Data extract: Begin

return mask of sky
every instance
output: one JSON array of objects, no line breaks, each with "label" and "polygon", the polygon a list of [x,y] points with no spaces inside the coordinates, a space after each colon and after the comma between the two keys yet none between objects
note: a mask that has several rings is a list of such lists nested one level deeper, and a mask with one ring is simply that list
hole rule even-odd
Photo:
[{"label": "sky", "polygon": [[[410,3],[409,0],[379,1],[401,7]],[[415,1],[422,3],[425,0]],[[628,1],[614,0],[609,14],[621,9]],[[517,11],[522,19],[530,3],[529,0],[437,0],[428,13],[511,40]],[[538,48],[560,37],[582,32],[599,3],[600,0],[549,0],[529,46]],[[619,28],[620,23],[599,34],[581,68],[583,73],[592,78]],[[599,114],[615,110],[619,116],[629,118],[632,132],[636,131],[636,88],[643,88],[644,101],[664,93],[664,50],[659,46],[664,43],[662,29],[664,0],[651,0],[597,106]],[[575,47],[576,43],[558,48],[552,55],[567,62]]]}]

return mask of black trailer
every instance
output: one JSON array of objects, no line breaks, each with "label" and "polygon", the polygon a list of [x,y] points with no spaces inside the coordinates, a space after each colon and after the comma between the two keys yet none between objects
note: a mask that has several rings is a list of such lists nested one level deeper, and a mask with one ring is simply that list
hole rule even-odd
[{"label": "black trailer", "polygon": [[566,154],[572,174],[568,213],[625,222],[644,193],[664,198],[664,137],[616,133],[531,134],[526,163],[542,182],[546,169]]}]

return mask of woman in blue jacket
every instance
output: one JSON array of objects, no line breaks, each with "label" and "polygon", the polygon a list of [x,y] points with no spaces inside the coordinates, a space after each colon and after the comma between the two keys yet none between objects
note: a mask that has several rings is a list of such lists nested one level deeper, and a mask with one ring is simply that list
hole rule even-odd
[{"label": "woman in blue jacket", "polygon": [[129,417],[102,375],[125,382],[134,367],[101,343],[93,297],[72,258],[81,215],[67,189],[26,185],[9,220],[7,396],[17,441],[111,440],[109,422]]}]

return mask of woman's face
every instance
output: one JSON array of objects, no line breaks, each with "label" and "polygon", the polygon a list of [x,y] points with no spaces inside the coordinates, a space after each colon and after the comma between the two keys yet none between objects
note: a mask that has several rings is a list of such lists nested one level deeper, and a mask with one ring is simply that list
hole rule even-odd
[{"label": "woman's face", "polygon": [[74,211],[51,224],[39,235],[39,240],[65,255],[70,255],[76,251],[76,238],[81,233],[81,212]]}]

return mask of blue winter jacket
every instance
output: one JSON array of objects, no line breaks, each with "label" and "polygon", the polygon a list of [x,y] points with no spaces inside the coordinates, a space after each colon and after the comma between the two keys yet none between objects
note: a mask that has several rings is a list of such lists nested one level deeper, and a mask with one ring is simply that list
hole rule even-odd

Data extract: End

In the records, count every line that includes "return" and give the count alone.

Problem solution: 5